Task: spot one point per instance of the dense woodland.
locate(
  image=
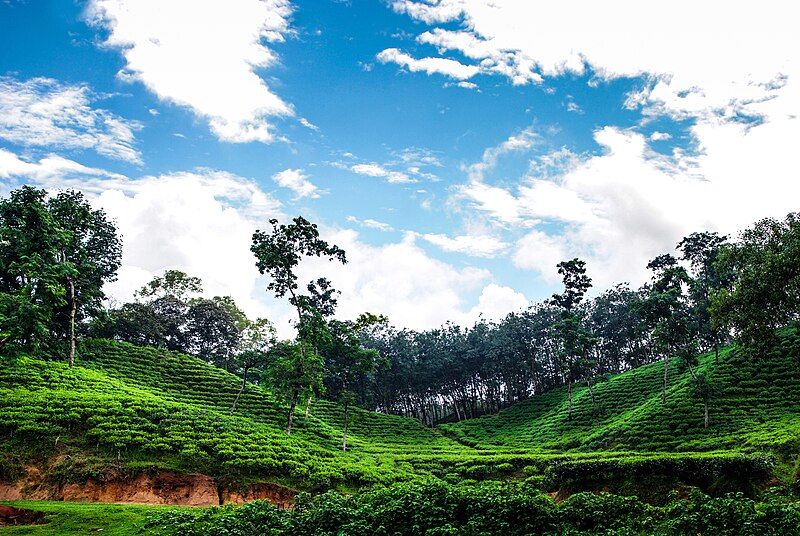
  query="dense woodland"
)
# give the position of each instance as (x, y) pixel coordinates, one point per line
(56, 252)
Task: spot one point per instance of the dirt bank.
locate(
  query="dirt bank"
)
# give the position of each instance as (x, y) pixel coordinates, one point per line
(163, 487)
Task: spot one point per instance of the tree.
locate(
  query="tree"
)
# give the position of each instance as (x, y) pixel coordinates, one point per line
(701, 251)
(30, 275)
(765, 292)
(294, 369)
(576, 340)
(255, 342)
(174, 284)
(278, 255)
(213, 328)
(346, 359)
(91, 253)
(667, 312)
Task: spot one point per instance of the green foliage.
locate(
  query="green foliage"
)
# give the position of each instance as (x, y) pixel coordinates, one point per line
(491, 508)
(765, 292)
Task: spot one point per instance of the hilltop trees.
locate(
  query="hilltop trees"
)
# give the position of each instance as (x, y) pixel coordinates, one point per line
(666, 309)
(701, 251)
(346, 360)
(278, 255)
(575, 339)
(55, 255)
(765, 290)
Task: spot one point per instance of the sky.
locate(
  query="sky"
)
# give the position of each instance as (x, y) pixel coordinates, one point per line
(456, 149)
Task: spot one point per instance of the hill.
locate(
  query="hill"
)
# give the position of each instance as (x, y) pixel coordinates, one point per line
(125, 411)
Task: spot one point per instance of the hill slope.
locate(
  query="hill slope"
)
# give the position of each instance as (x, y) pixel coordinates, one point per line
(125, 409)
(755, 406)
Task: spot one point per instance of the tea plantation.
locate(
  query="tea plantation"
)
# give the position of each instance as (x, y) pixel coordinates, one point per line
(125, 409)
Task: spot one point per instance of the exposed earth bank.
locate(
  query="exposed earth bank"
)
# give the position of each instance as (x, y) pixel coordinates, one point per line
(163, 487)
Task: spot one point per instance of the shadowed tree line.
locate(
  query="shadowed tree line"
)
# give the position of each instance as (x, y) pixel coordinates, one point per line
(57, 252)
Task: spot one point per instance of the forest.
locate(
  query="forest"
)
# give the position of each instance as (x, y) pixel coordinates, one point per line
(651, 382)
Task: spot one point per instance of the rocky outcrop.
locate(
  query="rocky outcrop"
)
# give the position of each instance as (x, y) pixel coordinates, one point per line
(163, 487)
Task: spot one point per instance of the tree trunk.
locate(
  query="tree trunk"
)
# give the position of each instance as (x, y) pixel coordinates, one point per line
(346, 422)
(72, 311)
(591, 394)
(569, 400)
(290, 418)
(241, 390)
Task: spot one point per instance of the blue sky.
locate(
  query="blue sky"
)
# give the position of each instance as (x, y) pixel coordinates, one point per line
(457, 149)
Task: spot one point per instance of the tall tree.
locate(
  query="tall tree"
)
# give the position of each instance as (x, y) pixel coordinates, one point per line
(576, 340)
(92, 253)
(667, 312)
(278, 254)
(765, 293)
(701, 251)
(346, 360)
(294, 369)
(30, 274)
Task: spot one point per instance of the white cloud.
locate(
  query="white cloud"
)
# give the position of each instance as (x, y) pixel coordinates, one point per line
(371, 224)
(732, 73)
(445, 66)
(296, 181)
(401, 281)
(45, 112)
(202, 55)
(472, 245)
(660, 136)
(376, 170)
(749, 45)
(496, 301)
(48, 168)
(308, 124)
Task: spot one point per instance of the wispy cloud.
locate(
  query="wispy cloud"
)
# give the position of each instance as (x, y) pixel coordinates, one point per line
(43, 112)
(202, 55)
(297, 181)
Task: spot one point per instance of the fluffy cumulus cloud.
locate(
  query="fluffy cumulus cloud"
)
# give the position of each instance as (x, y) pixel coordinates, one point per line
(731, 73)
(202, 55)
(413, 289)
(472, 245)
(377, 170)
(42, 112)
(296, 181)
(202, 222)
(445, 66)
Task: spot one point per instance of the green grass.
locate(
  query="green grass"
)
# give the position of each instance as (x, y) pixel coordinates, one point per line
(124, 409)
(64, 518)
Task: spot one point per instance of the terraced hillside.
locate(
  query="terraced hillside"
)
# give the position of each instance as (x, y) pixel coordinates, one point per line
(139, 407)
(754, 406)
(127, 410)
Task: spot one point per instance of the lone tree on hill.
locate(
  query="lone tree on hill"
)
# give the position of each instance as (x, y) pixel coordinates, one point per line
(668, 313)
(765, 293)
(55, 255)
(278, 254)
(701, 250)
(576, 340)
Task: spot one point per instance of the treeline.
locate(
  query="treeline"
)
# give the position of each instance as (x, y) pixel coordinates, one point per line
(56, 253)
(709, 291)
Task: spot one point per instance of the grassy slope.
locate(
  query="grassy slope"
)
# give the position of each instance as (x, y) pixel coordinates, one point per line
(133, 407)
(76, 518)
(755, 407)
(145, 407)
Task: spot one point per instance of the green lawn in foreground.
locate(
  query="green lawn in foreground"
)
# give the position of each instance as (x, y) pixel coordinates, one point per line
(85, 518)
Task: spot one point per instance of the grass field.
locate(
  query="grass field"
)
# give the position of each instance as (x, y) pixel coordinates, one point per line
(64, 518)
(125, 409)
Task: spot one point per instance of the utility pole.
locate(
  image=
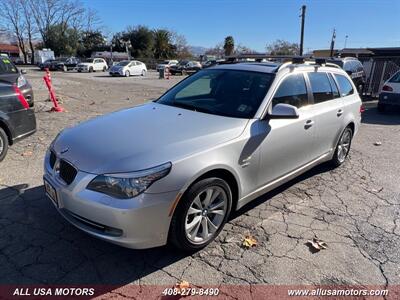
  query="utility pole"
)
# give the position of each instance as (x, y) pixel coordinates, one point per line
(345, 40)
(333, 41)
(303, 16)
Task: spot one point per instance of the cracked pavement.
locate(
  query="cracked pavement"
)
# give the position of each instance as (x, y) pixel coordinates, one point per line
(355, 209)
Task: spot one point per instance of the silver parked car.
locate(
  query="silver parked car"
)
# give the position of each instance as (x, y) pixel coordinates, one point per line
(173, 170)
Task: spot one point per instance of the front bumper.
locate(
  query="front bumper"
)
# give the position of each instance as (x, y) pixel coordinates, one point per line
(389, 99)
(141, 222)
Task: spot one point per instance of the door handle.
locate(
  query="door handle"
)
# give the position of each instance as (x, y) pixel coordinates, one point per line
(308, 124)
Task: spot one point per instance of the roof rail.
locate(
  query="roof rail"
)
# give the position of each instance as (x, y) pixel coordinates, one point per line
(285, 60)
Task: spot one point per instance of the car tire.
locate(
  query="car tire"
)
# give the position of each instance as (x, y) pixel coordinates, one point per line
(206, 218)
(3, 144)
(343, 147)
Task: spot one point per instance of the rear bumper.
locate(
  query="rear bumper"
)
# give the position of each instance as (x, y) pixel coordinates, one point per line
(389, 99)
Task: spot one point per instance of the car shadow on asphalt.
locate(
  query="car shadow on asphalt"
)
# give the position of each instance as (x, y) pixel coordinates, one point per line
(37, 246)
(373, 116)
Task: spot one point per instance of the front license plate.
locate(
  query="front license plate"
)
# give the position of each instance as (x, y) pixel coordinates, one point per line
(51, 192)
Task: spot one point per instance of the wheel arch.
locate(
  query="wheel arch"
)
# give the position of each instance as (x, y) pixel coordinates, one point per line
(220, 172)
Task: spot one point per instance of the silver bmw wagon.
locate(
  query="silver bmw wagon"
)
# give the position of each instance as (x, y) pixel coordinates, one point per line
(173, 170)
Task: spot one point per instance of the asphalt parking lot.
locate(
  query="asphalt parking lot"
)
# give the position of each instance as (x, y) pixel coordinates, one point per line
(355, 209)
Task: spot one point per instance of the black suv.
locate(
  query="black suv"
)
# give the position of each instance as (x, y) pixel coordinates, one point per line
(9, 73)
(354, 68)
(17, 119)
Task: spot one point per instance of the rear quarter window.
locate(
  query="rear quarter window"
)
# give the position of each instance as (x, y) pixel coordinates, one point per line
(321, 87)
(395, 78)
(345, 86)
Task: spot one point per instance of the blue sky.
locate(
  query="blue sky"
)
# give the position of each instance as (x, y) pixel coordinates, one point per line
(254, 23)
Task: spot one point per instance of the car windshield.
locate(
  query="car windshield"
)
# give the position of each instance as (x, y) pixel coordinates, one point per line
(6, 66)
(231, 93)
(123, 63)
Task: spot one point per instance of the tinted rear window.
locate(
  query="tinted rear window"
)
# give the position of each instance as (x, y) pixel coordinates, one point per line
(345, 86)
(6, 66)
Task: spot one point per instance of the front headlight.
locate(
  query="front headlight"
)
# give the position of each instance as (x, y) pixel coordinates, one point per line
(21, 81)
(128, 185)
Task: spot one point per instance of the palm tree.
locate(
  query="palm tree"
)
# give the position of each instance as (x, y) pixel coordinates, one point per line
(163, 47)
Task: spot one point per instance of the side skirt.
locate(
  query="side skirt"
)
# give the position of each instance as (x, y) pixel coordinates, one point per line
(283, 179)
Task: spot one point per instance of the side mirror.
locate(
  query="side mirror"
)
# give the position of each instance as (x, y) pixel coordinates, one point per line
(284, 111)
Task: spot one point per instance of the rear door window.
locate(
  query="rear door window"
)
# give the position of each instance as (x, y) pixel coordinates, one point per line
(345, 86)
(395, 78)
(292, 91)
(335, 89)
(320, 86)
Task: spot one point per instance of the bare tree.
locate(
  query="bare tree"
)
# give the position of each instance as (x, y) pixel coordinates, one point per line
(12, 15)
(47, 13)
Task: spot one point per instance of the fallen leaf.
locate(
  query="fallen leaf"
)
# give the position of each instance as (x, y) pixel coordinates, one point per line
(182, 285)
(317, 244)
(229, 239)
(249, 242)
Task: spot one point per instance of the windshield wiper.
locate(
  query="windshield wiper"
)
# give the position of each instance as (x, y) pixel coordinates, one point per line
(191, 107)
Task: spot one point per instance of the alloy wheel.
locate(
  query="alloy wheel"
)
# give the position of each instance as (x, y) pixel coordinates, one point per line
(206, 214)
(344, 145)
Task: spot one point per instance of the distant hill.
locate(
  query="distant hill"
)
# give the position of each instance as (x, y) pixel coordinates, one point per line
(197, 50)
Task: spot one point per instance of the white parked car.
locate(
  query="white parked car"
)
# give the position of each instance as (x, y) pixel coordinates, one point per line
(128, 68)
(166, 63)
(92, 65)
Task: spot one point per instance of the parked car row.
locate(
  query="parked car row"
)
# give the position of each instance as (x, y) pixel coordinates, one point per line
(390, 93)
(127, 68)
(186, 166)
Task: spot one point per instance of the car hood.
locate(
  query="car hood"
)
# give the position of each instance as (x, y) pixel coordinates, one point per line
(143, 137)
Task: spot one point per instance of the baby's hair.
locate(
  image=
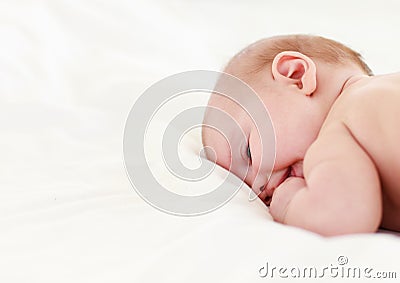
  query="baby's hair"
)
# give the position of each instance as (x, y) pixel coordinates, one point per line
(263, 52)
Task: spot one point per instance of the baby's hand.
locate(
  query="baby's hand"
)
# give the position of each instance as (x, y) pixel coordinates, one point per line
(283, 195)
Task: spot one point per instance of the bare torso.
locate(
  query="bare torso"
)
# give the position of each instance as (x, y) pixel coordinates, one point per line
(370, 108)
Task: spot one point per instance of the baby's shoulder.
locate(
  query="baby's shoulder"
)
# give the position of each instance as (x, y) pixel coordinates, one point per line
(367, 100)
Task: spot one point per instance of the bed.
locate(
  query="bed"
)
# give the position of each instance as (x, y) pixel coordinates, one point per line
(70, 71)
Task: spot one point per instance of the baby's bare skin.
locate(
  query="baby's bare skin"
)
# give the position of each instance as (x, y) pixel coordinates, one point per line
(337, 165)
(367, 115)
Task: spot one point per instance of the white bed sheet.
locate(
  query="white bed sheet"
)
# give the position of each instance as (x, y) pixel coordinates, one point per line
(70, 72)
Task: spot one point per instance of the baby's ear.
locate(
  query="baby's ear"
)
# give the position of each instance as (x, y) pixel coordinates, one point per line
(295, 68)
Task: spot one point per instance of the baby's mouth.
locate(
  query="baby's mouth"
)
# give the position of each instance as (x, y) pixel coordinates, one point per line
(267, 192)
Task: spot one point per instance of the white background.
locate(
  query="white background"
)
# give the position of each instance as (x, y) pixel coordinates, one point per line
(70, 72)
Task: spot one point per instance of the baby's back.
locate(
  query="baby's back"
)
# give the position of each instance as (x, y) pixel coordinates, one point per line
(370, 109)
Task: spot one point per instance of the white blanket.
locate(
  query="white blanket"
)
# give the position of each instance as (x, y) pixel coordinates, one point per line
(69, 73)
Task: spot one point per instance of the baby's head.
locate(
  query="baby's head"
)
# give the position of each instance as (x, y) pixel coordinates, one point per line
(297, 78)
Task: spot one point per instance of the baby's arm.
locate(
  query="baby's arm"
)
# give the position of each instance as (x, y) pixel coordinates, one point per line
(341, 191)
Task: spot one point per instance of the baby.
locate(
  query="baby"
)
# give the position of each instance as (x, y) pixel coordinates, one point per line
(337, 166)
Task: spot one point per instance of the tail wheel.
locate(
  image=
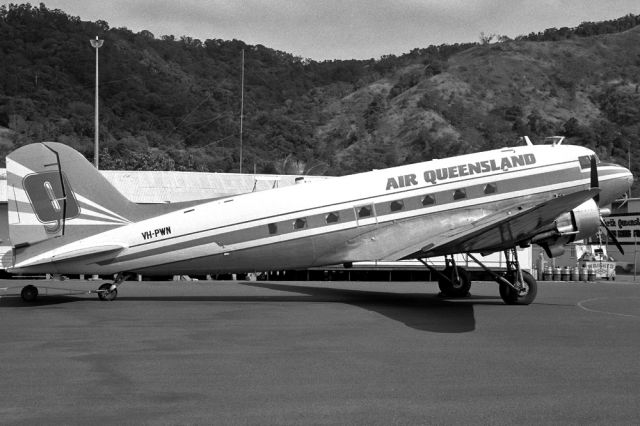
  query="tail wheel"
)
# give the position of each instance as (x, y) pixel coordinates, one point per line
(526, 296)
(29, 293)
(105, 292)
(457, 285)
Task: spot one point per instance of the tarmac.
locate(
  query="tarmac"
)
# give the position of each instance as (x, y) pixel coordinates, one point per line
(374, 353)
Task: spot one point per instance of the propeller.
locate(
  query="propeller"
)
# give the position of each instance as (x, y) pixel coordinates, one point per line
(594, 179)
(596, 184)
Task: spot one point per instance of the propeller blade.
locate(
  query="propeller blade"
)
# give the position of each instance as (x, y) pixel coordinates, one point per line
(594, 178)
(613, 237)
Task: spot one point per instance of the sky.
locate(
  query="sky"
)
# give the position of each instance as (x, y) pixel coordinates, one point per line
(343, 29)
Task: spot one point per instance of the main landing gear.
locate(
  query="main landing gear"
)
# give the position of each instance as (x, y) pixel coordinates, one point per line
(517, 287)
(454, 281)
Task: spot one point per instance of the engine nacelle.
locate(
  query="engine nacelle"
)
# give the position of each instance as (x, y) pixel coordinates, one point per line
(578, 224)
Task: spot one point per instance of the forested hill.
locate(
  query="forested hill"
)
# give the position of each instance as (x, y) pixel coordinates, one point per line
(174, 103)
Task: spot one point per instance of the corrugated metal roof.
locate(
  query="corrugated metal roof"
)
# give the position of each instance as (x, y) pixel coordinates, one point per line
(169, 186)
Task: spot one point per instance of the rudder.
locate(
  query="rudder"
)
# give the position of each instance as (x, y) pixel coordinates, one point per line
(53, 191)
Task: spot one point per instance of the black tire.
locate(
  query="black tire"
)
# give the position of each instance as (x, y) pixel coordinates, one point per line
(453, 287)
(526, 297)
(104, 292)
(29, 293)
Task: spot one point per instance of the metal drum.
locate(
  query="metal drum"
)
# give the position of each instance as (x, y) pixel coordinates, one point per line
(575, 274)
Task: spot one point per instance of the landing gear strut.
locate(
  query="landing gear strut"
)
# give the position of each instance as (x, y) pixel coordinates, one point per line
(521, 288)
(453, 281)
(109, 291)
(517, 287)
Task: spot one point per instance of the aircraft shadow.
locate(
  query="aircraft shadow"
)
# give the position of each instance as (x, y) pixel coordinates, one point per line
(425, 312)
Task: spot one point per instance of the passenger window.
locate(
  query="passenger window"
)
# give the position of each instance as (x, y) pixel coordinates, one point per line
(273, 228)
(490, 188)
(332, 217)
(459, 194)
(428, 200)
(397, 205)
(365, 211)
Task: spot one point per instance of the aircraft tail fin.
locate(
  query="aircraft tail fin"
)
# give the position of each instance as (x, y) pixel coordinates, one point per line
(53, 191)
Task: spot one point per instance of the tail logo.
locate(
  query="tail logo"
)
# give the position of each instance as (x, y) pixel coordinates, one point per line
(51, 198)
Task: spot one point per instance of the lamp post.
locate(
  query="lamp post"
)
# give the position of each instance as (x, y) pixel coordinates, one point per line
(97, 43)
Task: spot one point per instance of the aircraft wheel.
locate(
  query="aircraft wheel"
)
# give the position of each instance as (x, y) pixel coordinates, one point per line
(524, 297)
(455, 287)
(104, 292)
(29, 293)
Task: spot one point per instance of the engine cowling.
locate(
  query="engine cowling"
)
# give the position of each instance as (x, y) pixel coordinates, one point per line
(580, 223)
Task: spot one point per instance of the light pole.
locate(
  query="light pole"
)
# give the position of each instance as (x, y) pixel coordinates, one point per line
(97, 44)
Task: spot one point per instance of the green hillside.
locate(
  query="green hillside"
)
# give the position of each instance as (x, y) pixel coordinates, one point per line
(174, 103)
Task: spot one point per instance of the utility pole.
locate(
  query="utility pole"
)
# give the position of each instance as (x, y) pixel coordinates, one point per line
(97, 43)
(241, 108)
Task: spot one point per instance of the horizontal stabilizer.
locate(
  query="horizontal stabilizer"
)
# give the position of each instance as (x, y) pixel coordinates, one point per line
(74, 253)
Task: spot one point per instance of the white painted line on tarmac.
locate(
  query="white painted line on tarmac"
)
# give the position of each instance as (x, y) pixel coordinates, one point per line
(582, 306)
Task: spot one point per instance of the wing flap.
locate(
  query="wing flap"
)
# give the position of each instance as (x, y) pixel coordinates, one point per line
(74, 253)
(501, 229)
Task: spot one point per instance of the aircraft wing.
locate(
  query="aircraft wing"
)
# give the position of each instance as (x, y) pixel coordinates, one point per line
(502, 229)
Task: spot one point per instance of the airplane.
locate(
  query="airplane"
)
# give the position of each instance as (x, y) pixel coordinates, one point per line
(66, 218)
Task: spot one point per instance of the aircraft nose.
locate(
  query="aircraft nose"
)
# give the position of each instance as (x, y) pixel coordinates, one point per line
(615, 181)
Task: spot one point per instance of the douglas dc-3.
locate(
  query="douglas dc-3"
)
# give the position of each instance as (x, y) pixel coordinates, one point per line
(65, 217)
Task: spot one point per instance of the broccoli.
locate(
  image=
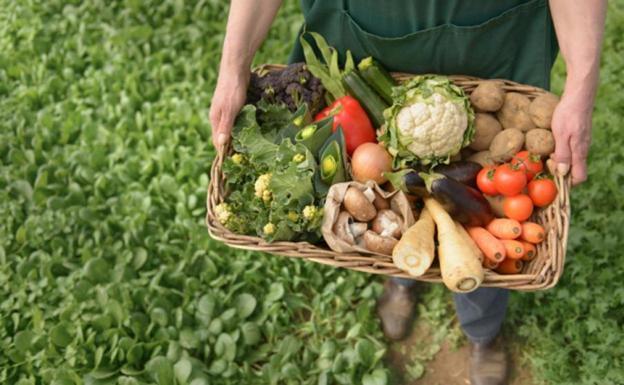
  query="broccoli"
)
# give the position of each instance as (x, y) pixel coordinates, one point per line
(261, 187)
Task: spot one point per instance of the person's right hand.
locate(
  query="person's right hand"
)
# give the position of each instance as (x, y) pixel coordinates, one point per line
(228, 99)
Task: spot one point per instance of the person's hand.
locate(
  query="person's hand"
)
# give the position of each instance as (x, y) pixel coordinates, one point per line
(228, 99)
(571, 127)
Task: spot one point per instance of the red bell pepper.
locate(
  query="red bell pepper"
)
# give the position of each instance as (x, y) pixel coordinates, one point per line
(349, 114)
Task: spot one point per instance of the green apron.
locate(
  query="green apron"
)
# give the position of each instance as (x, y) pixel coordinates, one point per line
(508, 39)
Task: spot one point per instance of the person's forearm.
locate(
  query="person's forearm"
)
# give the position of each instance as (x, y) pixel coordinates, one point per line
(579, 25)
(247, 26)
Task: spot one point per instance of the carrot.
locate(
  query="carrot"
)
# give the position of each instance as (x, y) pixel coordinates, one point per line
(491, 247)
(504, 228)
(460, 267)
(532, 232)
(529, 251)
(489, 264)
(510, 266)
(513, 249)
(415, 251)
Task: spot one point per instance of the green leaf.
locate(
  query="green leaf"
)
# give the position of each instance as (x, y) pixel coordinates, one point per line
(377, 377)
(182, 370)
(97, 270)
(188, 339)
(365, 351)
(225, 347)
(206, 305)
(251, 333)
(245, 305)
(276, 292)
(60, 335)
(161, 370)
(23, 340)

+ + +

_PROBLEM STATEMENT_: For the records above, state how many lines contain the word "bumper". Give only the number.

_EXERCISE OUTPUT_: 4